Task goal >> Nothing but the lines from the one containing "man's face in the photo above." through the last line should be written out, please, exactly as they stand.

____ Input data

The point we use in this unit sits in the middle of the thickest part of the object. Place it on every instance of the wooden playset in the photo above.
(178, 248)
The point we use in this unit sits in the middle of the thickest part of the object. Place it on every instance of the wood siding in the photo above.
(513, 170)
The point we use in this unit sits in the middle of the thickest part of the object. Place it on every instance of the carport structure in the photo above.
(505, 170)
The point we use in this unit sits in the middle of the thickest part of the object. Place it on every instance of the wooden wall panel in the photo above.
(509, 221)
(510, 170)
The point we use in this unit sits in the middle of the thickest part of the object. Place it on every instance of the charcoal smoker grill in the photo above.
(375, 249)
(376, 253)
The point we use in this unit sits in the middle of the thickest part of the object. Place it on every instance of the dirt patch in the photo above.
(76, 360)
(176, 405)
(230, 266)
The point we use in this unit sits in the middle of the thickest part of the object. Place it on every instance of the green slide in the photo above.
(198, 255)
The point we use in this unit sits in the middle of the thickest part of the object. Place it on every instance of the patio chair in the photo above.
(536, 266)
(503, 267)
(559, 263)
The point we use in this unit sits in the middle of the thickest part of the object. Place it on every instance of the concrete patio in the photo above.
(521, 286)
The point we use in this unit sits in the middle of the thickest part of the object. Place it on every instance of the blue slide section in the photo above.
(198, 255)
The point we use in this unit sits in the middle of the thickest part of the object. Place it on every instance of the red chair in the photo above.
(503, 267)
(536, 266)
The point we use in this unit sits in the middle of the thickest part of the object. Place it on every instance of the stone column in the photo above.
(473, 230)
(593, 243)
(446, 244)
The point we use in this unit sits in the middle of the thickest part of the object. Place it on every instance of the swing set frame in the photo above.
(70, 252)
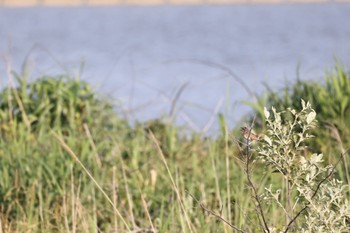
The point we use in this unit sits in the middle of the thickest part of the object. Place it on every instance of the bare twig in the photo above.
(257, 204)
(317, 188)
(218, 216)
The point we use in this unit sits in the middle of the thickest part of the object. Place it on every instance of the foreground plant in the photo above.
(312, 199)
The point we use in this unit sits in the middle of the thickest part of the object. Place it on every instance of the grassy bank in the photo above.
(68, 163)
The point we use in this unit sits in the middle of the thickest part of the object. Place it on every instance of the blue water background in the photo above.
(146, 57)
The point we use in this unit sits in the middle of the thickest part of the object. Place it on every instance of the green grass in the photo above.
(44, 189)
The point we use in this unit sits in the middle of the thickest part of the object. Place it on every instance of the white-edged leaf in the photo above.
(267, 113)
(310, 117)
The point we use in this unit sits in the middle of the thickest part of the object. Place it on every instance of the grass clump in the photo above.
(70, 164)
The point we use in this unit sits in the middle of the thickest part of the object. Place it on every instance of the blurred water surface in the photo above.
(199, 55)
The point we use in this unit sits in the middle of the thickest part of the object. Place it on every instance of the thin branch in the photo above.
(317, 188)
(218, 216)
(255, 195)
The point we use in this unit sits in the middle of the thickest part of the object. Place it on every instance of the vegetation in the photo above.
(70, 164)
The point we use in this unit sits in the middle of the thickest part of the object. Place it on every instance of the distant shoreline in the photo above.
(24, 3)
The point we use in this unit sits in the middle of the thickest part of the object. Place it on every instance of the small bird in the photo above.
(249, 134)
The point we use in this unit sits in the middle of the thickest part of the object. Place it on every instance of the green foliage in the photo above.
(330, 99)
(42, 188)
(318, 197)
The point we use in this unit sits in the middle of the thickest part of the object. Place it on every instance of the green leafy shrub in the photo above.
(312, 199)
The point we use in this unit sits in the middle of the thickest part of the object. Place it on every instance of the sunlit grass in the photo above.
(128, 178)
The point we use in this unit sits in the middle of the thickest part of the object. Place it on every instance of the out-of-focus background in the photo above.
(202, 58)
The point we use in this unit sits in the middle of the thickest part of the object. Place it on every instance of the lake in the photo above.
(194, 60)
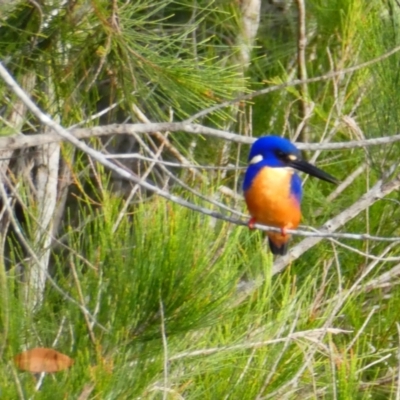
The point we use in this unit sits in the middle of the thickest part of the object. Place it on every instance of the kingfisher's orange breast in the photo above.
(270, 201)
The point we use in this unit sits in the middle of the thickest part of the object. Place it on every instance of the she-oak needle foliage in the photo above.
(155, 301)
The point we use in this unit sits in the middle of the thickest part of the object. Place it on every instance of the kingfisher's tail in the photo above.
(278, 247)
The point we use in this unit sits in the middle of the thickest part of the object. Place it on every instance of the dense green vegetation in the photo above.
(154, 300)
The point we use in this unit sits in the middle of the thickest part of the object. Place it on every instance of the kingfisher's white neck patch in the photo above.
(256, 159)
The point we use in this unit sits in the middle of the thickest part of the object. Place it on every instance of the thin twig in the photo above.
(26, 141)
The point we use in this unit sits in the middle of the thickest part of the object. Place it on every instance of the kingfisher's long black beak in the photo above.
(304, 166)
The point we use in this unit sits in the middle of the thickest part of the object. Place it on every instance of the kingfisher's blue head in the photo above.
(277, 152)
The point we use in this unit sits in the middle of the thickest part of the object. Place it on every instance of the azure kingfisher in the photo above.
(272, 188)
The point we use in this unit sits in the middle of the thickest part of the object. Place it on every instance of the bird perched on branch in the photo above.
(272, 188)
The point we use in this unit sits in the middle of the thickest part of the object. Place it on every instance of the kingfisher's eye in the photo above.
(280, 154)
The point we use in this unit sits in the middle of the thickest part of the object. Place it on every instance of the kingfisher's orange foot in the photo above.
(251, 223)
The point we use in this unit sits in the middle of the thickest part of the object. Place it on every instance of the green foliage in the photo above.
(166, 303)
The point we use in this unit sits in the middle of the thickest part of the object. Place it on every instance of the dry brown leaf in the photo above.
(42, 359)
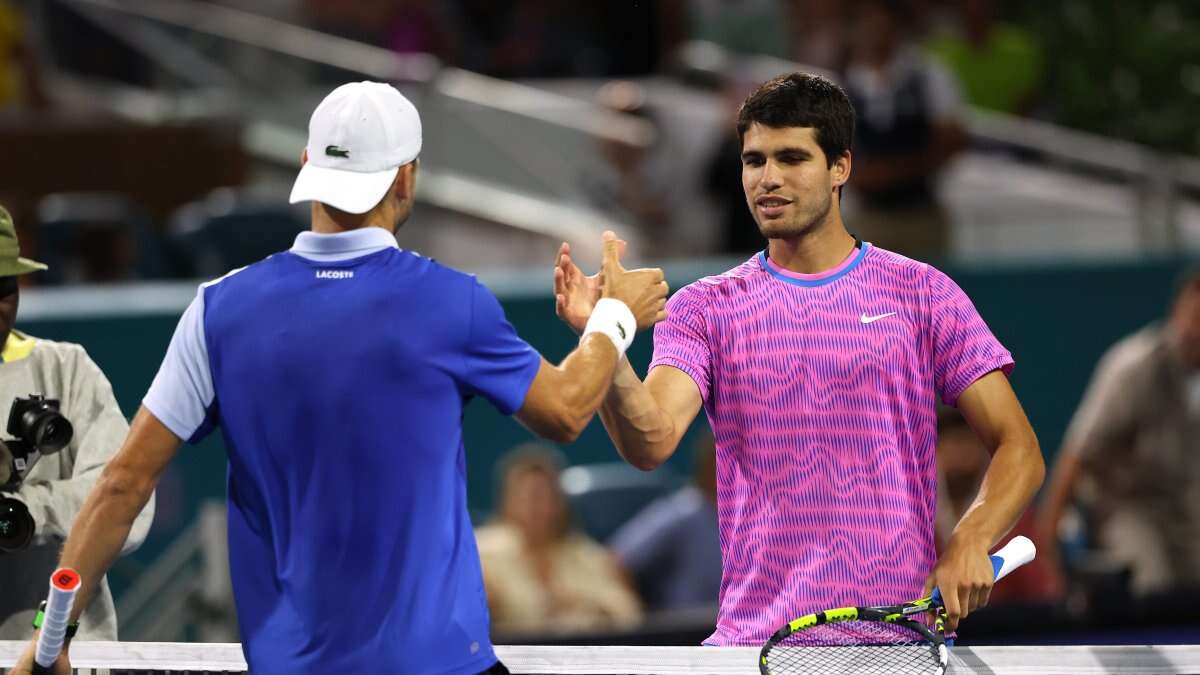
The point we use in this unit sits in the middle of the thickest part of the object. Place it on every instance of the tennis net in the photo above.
(142, 658)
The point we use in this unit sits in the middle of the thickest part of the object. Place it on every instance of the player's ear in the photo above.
(406, 180)
(839, 171)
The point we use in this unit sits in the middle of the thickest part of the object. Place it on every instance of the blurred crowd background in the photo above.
(1044, 154)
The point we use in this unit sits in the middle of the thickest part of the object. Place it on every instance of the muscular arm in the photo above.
(1014, 475)
(121, 491)
(647, 419)
(562, 399)
(1017, 467)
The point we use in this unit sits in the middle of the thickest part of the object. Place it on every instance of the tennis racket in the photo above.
(901, 639)
(54, 619)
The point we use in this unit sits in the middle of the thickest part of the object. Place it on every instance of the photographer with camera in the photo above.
(63, 426)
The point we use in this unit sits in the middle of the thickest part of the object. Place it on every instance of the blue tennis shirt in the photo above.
(337, 372)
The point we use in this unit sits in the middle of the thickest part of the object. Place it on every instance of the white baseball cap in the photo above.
(358, 138)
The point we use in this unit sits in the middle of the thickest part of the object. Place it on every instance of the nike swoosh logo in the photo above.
(865, 318)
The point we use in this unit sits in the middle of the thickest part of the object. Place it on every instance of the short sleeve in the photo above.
(964, 347)
(682, 340)
(1107, 417)
(181, 395)
(497, 363)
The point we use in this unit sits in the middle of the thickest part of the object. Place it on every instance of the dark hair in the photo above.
(803, 100)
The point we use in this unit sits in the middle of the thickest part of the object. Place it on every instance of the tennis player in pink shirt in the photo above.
(820, 363)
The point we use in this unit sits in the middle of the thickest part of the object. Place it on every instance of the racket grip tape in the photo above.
(64, 585)
(1018, 551)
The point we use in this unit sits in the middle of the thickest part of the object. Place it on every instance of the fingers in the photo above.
(928, 589)
(612, 251)
(953, 608)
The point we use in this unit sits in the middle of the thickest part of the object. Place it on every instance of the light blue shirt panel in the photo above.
(181, 392)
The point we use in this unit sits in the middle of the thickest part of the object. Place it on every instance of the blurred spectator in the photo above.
(1129, 453)
(961, 463)
(999, 65)
(819, 33)
(907, 130)
(21, 84)
(672, 548)
(636, 189)
(540, 574)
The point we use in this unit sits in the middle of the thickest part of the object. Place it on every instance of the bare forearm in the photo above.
(643, 434)
(100, 532)
(1013, 478)
(587, 372)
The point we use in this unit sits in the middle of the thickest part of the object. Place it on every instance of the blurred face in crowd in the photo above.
(787, 180)
(534, 503)
(1186, 323)
(10, 297)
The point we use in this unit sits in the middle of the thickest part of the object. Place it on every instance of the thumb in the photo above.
(612, 250)
(929, 586)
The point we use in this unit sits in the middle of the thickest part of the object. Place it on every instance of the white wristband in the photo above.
(615, 320)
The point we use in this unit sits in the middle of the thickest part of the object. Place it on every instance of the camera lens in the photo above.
(16, 525)
(52, 432)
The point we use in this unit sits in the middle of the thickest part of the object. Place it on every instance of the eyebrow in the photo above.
(797, 151)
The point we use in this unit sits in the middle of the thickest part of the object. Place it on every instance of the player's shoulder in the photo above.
(733, 279)
(901, 272)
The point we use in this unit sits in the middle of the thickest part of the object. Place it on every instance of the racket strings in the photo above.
(858, 647)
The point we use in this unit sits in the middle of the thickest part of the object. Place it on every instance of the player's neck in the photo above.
(814, 252)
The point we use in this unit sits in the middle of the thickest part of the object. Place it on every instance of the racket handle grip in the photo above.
(1018, 551)
(64, 585)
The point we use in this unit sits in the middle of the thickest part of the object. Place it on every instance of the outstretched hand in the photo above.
(575, 294)
(645, 291)
(965, 577)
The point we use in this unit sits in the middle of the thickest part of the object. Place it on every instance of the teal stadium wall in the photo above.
(1057, 321)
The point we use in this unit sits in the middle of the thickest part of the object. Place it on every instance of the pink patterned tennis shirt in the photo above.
(822, 394)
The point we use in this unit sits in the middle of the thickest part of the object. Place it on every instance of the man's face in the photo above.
(10, 297)
(787, 183)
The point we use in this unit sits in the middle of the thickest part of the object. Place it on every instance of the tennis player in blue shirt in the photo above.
(337, 372)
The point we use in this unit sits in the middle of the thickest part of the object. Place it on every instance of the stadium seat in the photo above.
(229, 230)
(605, 496)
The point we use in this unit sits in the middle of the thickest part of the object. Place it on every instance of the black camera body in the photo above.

________

Result >>
The point we use in this unit sits in the middle of the thickest part of the object. Place it on every instance of the man's face in the photo above.
(10, 297)
(787, 183)
The point we use in this unit sits in the middle of the thickest part of the object. Place it on every instance of the tennis player in blue shirt in the photo above.
(337, 372)
The point we use in this unit sits in the middle of the thickest part of the object. Place it on every instance of the stadium seat in the photo above.
(229, 230)
(605, 496)
The point we use in this unit sits in the middle of the thickest part of the object. Place it on every instance of the black camera body in the photo above.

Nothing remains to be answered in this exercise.